» **Exercise data**:
□ □ □ □ □
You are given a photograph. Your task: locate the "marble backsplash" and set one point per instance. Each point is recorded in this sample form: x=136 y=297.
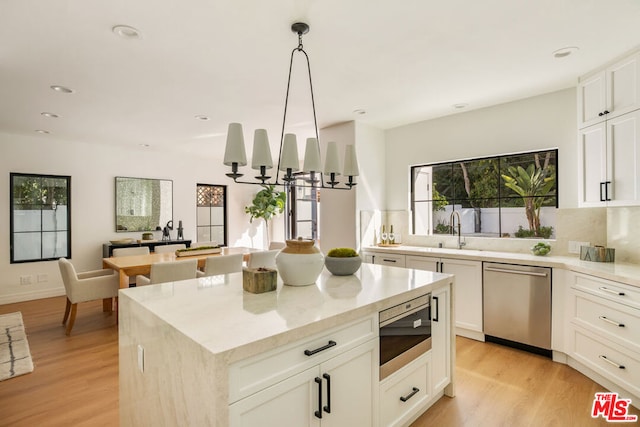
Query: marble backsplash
x=612 y=227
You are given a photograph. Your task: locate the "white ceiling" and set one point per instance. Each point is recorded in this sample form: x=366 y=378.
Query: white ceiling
x=400 y=60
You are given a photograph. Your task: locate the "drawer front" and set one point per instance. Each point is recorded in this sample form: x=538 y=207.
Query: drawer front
x=608 y=359
x=394 y=411
x=263 y=370
x=390 y=259
x=616 y=322
x=613 y=291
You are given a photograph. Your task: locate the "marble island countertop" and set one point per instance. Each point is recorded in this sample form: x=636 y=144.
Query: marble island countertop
x=621 y=272
x=216 y=313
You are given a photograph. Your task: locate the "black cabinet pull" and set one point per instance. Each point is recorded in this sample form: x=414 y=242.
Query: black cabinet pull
x=410 y=395
x=318 y=350
x=318 y=413
x=327 y=408
x=437 y=303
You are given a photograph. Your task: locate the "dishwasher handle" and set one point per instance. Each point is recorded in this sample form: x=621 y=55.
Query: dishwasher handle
x=523 y=273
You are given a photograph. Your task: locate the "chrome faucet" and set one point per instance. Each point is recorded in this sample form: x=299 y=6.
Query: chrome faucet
x=452 y=223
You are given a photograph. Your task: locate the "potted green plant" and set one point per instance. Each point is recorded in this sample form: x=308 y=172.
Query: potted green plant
x=267 y=203
x=342 y=261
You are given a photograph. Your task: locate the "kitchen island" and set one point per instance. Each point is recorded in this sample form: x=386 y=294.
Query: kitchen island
x=204 y=352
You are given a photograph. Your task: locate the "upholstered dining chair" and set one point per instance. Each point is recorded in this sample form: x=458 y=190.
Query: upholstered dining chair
x=169 y=248
x=221 y=264
x=87 y=286
x=277 y=245
x=169 y=271
x=136 y=250
x=265 y=259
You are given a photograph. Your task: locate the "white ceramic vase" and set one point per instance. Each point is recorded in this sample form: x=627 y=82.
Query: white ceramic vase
x=299 y=263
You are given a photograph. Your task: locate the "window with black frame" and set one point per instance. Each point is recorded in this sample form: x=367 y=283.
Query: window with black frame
x=40 y=217
x=512 y=195
x=211 y=213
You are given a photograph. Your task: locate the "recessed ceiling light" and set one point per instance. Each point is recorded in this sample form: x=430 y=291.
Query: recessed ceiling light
x=126 y=32
x=564 y=52
x=61 y=89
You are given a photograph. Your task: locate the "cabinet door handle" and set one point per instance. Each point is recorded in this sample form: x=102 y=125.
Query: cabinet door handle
x=410 y=395
x=330 y=344
x=613 y=322
x=437 y=304
x=611 y=362
x=318 y=413
x=611 y=291
x=327 y=408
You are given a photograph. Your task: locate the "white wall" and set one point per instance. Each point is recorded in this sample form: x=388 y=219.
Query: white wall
x=545 y=121
x=92 y=169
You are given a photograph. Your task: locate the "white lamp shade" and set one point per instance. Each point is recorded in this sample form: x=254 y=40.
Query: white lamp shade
x=261 y=151
x=312 y=156
x=289 y=157
x=332 y=163
x=350 y=161
x=234 y=150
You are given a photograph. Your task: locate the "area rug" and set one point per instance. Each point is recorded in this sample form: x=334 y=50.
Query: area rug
x=15 y=357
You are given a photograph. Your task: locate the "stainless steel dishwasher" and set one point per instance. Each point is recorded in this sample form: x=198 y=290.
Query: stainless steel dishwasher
x=517 y=306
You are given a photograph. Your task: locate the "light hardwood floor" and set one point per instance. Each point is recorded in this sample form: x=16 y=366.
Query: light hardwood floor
x=75 y=381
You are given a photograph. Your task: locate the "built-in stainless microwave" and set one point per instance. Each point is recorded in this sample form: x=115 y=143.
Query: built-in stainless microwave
x=405 y=334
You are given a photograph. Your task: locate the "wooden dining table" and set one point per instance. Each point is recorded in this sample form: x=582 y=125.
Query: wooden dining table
x=132 y=265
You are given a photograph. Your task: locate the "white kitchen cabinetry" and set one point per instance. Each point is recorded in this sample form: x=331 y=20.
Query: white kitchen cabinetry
x=329 y=380
x=440 y=339
x=380 y=258
x=604 y=332
x=609 y=92
x=468 y=301
x=609 y=154
x=405 y=393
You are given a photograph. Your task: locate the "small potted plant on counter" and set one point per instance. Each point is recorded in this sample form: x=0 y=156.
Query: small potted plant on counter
x=342 y=261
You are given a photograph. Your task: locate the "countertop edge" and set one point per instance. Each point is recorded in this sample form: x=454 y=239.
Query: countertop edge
x=626 y=273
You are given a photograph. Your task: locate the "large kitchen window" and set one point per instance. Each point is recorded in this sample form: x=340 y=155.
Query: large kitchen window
x=211 y=212
x=513 y=195
x=40 y=217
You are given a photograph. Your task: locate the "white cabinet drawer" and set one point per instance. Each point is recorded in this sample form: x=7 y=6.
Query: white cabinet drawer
x=608 y=359
x=617 y=322
x=405 y=392
x=614 y=291
x=258 y=372
x=389 y=259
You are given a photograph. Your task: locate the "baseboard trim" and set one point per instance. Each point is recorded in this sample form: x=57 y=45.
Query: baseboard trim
x=32 y=295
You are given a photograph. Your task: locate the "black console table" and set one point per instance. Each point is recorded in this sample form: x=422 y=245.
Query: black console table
x=107 y=248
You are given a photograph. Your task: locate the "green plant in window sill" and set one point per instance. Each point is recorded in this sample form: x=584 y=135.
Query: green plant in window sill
x=267 y=204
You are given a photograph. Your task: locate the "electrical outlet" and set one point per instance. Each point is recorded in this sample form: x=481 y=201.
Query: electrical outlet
x=574 y=246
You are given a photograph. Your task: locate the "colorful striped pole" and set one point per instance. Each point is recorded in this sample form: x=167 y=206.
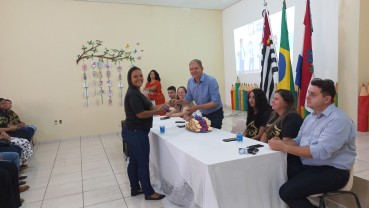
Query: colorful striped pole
□ □ □ □ □
Take the line that contains "form: x=454 y=239." as the first and the last line of the records as the end, and please quote those lines exactly, pictures omitted.

» **Answer for the task**:
You are given a photograph. Your task: locate the "countertop edge" and set one point per instance. Each point is recorded in this sample form: x=454 y=239.
Query: countertop edge
x=626 y=273
You are given a photograph. Your task: locate the "large kitchen window" and set one point per instance. Each point is recorded in this sample form: x=340 y=155.
Query: large kitchen window
x=211 y=212
x=513 y=195
x=40 y=217
You are given a photograph. Your task: locate the "white cabinet drawer" and set one point per instance. Each point is recorded in this sample form: x=7 y=6.
Query: white cabinet drawer
x=608 y=359
x=617 y=322
x=405 y=392
x=614 y=291
x=258 y=372
x=389 y=259
You are given a photograph. Your task: locate the "baseboard trim" and set one point per instance. Each point is recorded in this sample form: x=57 y=45.
Query: baseboard trim
x=32 y=295
You are given a photograph. Your task: locate the "black console table" and set one point per instance. Each point is recorded in this sample form: x=422 y=245.
Query: black console table
x=107 y=248
You are given a photograph. Your task: locate the "green plant in window sill" and set one point per instance. Each point is recorded in this sample form: x=584 y=135.
Query: green plant in window sill
x=267 y=204
You are given a photograph. Your task: locate the "electrical outlet" and set one point per instance. Each point is recorded in this sample form: x=481 y=201.
Query: electrical outlet
x=574 y=246
You are given a photograph. Your task: locate the "colorful striped pole" and set one point per instance. Each point is recorded in this sample form: x=167 y=206.
Query: colorful striped pole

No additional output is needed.